◆ **Task item**:
Output the following data exactly.

______________________________

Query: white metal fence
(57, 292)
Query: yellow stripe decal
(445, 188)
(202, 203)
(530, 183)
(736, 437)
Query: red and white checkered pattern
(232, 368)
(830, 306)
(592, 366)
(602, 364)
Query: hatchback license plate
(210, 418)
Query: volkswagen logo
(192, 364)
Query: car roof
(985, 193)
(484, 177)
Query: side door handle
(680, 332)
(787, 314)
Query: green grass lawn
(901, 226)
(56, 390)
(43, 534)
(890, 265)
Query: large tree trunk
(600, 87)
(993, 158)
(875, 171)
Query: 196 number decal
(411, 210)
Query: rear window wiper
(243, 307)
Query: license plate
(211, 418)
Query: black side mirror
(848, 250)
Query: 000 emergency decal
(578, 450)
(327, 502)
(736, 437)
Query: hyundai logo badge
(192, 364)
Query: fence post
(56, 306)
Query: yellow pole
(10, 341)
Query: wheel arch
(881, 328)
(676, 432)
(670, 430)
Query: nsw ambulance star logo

______________________________

◆ **Answer to this task**:
Query: white metal fence
(57, 292)
Query: yellow stripe decal
(445, 188)
(202, 203)
(530, 183)
(736, 437)
Query: red and white checkered pattern
(232, 368)
(830, 306)
(592, 366)
(602, 364)
Query: hatchback license plate
(210, 418)
Query: volkswagen logo
(192, 364)
Query: car roof
(985, 193)
(484, 177)
Query: side door handle
(680, 332)
(787, 314)
Query: green grass lawn
(901, 226)
(56, 390)
(43, 534)
(890, 265)
Query: large tree trunk
(600, 87)
(993, 158)
(875, 171)
Query: 196 number decal
(411, 210)
Query: rear window wiper
(243, 307)
Query: license plate
(211, 418)
Query: black side mirror
(848, 250)
Query: 000 emergency decal
(578, 450)
(327, 502)
(736, 437)
Query: hyundai logo badge
(192, 364)
Query: fence post
(56, 306)
Query: yellow pole
(10, 341)
Query: wheel arch
(881, 328)
(676, 432)
(670, 430)
Query: nsw ambulance star logo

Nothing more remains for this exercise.